**Exercise prompt**
Up through the line that contains "TARGET: the white and red soccer ball", retype the entries exactly, beginning at the very first line.

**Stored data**
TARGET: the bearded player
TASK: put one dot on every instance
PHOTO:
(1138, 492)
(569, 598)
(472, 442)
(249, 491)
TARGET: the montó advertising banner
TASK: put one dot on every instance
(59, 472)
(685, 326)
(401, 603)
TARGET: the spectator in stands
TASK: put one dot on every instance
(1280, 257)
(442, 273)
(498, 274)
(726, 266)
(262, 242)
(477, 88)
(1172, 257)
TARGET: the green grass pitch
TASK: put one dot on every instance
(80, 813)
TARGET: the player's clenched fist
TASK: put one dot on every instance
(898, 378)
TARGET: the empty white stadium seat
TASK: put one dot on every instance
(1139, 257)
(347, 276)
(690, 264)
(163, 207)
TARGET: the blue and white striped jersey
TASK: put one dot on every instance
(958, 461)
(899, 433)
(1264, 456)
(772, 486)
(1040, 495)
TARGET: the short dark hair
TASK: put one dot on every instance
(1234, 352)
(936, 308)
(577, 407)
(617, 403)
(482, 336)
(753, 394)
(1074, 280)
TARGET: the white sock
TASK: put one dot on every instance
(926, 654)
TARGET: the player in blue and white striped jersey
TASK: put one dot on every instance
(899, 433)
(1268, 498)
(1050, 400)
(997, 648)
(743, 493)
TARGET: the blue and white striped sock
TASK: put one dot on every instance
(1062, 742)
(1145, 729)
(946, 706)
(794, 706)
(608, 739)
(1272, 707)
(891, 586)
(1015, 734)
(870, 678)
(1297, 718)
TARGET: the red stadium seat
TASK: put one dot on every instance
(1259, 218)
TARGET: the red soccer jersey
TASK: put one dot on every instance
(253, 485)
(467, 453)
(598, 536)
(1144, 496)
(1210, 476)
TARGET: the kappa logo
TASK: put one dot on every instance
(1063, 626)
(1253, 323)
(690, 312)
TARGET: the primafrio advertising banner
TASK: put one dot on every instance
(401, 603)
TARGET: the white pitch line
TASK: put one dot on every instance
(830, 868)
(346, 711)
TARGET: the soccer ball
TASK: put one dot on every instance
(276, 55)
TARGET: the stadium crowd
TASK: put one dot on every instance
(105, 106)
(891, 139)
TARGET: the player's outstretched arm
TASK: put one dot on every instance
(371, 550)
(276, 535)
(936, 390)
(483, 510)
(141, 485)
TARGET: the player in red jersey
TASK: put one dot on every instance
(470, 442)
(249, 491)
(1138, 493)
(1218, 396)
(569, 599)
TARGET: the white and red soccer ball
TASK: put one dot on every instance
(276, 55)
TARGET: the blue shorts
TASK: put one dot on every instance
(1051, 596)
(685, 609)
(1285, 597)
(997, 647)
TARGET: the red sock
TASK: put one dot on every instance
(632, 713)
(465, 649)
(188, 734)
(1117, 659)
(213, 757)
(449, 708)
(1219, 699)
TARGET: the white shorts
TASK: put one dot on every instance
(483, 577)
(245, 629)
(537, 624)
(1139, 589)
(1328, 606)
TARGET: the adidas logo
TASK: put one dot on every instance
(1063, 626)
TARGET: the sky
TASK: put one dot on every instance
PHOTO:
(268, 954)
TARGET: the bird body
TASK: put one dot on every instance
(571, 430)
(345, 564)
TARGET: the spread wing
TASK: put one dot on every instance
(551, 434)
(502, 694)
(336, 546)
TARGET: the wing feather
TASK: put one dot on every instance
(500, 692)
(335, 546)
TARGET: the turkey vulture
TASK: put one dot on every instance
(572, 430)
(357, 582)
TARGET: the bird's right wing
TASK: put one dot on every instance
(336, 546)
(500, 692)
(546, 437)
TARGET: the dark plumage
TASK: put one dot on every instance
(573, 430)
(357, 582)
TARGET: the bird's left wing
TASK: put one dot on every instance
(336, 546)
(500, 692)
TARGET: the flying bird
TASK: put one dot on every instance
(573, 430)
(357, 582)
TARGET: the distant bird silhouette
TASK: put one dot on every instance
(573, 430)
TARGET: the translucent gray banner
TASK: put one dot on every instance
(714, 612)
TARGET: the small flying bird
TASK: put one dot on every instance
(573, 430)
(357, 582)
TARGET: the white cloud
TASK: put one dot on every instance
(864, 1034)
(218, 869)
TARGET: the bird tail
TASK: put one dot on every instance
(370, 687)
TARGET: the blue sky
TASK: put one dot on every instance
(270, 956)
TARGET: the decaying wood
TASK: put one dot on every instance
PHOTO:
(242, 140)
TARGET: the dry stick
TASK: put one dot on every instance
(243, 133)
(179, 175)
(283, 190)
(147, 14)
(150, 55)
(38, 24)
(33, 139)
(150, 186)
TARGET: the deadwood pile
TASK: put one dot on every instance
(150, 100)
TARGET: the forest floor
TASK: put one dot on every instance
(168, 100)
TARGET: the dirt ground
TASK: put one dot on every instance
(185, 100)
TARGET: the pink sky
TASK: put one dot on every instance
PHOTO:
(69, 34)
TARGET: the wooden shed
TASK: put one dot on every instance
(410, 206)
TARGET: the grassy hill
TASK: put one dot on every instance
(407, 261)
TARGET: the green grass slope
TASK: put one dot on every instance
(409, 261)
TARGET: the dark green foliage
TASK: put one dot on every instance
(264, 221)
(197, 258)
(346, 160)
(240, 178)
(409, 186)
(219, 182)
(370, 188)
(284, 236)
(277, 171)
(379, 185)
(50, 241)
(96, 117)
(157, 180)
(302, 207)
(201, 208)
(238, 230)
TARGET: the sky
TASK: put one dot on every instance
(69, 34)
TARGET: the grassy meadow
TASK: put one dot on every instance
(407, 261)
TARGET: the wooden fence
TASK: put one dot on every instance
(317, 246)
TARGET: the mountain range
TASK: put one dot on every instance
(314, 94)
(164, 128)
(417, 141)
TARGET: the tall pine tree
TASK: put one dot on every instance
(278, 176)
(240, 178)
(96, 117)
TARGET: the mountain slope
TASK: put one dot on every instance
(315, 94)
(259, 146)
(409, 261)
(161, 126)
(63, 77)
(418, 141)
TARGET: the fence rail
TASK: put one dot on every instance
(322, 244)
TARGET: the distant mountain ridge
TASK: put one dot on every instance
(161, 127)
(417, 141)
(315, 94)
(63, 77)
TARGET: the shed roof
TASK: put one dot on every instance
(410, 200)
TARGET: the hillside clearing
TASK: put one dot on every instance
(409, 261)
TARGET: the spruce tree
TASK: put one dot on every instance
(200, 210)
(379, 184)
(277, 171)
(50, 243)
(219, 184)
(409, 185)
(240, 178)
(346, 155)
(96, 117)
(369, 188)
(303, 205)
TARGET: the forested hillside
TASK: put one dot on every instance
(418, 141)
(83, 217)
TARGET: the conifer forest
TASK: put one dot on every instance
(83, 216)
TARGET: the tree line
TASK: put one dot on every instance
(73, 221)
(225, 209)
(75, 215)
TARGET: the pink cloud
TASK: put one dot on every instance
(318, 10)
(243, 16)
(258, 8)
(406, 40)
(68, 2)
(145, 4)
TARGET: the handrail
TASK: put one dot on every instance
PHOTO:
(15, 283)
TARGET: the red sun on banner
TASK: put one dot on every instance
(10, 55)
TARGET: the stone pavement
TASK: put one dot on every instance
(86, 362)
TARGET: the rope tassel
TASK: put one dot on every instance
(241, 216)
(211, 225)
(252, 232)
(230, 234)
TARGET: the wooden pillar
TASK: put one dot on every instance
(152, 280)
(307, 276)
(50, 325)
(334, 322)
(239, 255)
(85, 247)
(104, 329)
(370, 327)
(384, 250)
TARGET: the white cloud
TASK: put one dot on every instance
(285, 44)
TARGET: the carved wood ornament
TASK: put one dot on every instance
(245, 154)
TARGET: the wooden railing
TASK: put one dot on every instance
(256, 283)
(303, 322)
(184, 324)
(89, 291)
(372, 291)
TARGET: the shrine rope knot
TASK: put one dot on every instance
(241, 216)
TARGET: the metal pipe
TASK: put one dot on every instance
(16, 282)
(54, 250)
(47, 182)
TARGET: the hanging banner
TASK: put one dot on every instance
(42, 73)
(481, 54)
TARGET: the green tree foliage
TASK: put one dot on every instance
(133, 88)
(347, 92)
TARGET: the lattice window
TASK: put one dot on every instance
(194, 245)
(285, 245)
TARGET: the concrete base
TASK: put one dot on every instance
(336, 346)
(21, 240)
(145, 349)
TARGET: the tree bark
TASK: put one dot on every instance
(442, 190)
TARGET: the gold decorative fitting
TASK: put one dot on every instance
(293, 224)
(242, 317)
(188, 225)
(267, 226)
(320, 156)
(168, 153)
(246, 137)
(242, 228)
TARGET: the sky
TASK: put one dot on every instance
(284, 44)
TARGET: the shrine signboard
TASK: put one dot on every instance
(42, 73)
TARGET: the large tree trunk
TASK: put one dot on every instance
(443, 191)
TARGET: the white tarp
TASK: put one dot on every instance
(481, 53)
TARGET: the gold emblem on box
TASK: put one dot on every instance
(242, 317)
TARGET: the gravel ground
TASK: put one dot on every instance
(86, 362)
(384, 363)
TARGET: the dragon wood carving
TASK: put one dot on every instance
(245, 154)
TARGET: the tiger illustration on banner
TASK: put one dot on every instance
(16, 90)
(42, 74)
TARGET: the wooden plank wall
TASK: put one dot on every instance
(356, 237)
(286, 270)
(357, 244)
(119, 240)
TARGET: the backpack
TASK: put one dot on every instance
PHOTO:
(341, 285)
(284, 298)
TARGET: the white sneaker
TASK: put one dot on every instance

**Answer to this exercise**
TARGET: the bearded player
TASK: put one dot on every instance
PHOTO:
(1138, 492)
(569, 598)
(472, 442)
(249, 491)
TARGET: the montó advertising banner
TASK: put one dot on every instance
(59, 472)
(685, 326)
(401, 603)
TARGET: the spectator in stands
TASK: put one dot on every instance
(1280, 257)
(442, 273)
(498, 274)
(726, 266)
(262, 242)
(477, 88)
(1172, 257)
TARGET: the green grass pitch
TASK: put one dot on every instance
(80, 813)
TARGET: the player's clenched fist
TASK: put one dot on every instance
(898, 378)
TARGET: the empty white stadium seat
TASK: put one dot on every instance
(1139, 257)
(347, 276)
(690, 264)
(163, 207)
TARGET: the blue and white striped jersey
TASK: put one dot on every instance
(958, 461)
(899, 433)
(1264, 456)
(772, 486)
(1040, 495)
TARGET: the short dark hair
TASK: put one dot on every instance
(1234, 352)
(936, 308)
(577, 407)
(617, 403)
(482, 336)
(753, 394)
(1074, 280)
TARGET: the white sock
TASK: put one dot on every instance
(926, 654)
TARGET: the player in blue and white striped jersey
TASK: put one dot on every instance
(899, 433)
(1268, 498)
(1050, 400)
(997, 648)
(743, 493)
TARGET: the blue and white striped sock
TASK: put one dot on every instance
(1062, 742)
(1145, 729)
(946, 706)
(794, 706)
(608, 739)
(1272, 707)
(891, 586)
(1015, 734)
(870, 678)
(1297, 718)
TARGET: the red stadium seat
TASK: put one dot on every instance
(1259, 218)
TARGET: the red soccer jersey
TASK: put one dot on every instance
(253, 485)
(467, 453)
(598, 536)
(1144, 496)
(1210, 476)
TARGET: the kappa logo
TASK: put one dot on every instance
(1063, 626)
(1253, 323)
(690, 312)
TARGET: the primafrio advertising banner
TASK: put one dot on every instance
(401, 603)
TARGET: the white pitch line
TASK: put one dot on every instance
(830, 868)
(346, 711)
TARGET: the soccer ball
TASK: put one dot on every instance
(276, 55)
TARGET: the stadium crowd
TASK: put one dot on every instance
(105, 106)
(891, 139)
TARGET: the player's outstretched arm
TASK: put one dot on every instance
(371, 550)
(276, 535)
(936, 390)
(483, 510)
(141, 485)
TARGET: the player in red jersey
TASK: put one dot on every instance
(470, 442)
(249, 491)
(1138, 493)
(1218, 396)
(569, 599)
TARGET: the white and red soccer ball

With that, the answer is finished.